§ **TASK**
For this exercise, reproduce the entries below exactly, but only from the line containing "Each instance of the woman's face" through the line containing "Each instance of the woman's mouth", both included.

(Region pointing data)
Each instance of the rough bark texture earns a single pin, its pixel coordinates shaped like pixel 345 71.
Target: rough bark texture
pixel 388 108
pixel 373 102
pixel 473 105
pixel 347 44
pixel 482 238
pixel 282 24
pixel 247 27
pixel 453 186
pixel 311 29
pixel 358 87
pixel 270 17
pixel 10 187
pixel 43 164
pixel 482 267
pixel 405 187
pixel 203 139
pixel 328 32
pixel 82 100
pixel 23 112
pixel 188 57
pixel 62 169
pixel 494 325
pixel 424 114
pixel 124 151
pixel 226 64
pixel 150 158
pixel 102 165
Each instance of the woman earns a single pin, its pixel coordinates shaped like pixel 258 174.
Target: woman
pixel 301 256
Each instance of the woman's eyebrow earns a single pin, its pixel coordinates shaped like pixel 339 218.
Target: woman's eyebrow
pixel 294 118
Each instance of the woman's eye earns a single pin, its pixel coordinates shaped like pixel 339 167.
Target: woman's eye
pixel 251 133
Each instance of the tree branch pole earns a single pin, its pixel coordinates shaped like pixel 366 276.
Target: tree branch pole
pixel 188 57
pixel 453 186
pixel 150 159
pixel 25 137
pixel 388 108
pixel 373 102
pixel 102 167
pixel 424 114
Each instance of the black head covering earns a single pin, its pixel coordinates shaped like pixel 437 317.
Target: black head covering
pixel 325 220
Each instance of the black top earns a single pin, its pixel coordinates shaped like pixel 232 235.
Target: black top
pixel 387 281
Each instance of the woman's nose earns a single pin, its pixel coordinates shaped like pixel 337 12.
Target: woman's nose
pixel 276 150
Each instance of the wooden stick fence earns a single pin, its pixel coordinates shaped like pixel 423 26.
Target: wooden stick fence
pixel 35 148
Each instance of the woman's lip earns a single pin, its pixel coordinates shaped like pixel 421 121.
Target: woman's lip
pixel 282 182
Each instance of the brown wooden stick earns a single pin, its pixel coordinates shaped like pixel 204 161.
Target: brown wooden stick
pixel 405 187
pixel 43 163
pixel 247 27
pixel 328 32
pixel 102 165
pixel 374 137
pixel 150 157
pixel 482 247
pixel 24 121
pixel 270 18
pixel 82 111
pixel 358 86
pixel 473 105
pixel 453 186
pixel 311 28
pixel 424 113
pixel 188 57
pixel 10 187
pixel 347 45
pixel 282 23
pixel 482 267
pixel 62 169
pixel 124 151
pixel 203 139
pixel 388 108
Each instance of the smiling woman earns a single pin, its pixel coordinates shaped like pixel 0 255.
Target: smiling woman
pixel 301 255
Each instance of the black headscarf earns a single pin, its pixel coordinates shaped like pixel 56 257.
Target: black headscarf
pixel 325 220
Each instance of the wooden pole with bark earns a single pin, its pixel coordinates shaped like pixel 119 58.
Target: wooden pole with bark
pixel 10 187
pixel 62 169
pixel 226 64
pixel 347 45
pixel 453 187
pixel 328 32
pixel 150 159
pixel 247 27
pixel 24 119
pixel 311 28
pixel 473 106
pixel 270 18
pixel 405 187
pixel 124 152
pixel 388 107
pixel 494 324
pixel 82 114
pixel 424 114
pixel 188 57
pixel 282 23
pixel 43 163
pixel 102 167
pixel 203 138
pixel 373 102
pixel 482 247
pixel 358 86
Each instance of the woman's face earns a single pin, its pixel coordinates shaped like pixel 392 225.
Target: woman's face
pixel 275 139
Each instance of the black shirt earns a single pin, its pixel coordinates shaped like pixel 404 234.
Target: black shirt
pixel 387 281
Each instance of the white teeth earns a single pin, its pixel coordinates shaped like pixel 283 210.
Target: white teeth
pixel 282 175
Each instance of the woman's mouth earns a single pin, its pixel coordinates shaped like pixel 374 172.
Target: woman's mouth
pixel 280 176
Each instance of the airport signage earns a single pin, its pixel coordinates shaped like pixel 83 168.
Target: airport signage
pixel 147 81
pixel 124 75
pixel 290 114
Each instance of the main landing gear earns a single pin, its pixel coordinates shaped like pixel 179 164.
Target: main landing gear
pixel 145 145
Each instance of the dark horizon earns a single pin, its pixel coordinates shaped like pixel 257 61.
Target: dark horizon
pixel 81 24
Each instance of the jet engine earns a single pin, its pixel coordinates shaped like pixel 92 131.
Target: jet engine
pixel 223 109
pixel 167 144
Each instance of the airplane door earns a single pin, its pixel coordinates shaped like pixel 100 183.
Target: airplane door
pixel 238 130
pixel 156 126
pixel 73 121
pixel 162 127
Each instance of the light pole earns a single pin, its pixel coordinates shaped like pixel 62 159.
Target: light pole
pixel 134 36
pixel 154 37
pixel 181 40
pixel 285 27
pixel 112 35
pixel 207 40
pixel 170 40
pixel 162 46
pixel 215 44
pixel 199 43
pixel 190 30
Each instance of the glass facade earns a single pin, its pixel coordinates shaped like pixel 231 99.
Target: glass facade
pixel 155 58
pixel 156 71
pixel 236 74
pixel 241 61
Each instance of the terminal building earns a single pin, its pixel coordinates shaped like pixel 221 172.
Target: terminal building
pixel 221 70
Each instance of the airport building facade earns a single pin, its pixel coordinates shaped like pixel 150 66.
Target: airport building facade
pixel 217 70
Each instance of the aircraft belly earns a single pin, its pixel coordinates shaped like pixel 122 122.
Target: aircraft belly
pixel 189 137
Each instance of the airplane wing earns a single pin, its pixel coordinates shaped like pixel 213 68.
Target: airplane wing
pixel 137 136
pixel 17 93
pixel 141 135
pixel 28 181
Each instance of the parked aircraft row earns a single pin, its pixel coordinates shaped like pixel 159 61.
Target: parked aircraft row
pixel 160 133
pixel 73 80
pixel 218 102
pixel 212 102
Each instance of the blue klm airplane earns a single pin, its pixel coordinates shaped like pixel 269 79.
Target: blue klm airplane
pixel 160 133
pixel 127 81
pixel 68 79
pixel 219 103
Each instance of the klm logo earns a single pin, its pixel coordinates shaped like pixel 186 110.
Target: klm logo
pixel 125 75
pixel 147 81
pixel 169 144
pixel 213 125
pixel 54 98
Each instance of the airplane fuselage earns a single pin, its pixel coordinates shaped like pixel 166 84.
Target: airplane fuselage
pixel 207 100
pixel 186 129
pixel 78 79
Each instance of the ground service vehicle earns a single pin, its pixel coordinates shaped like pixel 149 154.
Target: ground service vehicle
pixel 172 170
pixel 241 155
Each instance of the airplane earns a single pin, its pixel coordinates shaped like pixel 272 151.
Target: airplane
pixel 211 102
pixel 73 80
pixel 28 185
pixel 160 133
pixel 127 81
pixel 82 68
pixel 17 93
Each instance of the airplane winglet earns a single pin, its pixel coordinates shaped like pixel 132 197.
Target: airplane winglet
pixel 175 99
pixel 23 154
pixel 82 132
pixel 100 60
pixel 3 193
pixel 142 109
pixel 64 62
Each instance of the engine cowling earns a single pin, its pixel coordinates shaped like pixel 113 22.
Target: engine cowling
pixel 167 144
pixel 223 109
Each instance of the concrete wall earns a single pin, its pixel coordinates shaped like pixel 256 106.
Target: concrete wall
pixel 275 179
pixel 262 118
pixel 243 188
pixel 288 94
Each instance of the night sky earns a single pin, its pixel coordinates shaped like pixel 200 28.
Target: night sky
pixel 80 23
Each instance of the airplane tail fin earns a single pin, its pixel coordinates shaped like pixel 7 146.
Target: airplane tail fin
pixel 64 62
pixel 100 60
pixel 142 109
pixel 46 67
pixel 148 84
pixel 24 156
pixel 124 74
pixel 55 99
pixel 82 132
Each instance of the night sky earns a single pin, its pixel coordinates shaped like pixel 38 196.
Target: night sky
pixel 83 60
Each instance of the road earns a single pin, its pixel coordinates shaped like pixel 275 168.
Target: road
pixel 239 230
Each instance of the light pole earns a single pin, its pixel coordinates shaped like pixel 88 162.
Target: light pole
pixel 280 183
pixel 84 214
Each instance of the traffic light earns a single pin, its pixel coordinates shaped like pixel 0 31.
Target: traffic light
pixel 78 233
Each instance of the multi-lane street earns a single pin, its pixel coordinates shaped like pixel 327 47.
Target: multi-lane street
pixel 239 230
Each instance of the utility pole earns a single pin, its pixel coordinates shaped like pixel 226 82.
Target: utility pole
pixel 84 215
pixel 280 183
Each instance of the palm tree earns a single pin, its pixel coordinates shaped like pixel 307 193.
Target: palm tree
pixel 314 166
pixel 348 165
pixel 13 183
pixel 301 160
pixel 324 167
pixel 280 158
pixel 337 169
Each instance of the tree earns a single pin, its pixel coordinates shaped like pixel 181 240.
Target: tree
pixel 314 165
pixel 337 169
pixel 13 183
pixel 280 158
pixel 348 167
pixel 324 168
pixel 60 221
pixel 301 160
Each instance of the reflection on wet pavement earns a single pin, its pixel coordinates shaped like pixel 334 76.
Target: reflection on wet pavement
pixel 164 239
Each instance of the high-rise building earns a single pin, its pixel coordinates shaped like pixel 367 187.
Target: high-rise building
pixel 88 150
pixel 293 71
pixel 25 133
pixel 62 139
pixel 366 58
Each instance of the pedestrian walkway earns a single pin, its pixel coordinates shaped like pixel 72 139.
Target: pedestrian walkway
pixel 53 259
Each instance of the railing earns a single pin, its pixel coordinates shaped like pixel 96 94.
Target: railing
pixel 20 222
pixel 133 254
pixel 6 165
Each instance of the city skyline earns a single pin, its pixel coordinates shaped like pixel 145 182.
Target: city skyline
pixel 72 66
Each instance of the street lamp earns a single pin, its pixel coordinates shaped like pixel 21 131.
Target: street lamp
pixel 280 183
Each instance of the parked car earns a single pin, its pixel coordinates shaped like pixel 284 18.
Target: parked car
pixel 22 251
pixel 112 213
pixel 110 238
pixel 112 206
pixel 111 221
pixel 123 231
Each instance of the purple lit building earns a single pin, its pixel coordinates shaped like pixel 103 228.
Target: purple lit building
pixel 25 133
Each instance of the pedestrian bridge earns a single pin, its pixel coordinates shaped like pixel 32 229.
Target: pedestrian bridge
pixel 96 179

§ **SOLUTION**
Each instance of the woman's face earns a single pin, its pixel coordinates shaped like pixel 392 225.
Target: woman's face
pixel 275 139
Each instance of the black shirt earns a single pin, its pixel coordinates shaped like pixel 404 234.
Target: black shirt
pixel 387 281
Each instance of the white teeth earns a single pin, its pixel coordinates shaped like pixel 283 210.
Target: white teeth
pixel 282 175
Each instance of the woman's mouth earns a single pin, its pixel coordinates shaped like pixel 374 172.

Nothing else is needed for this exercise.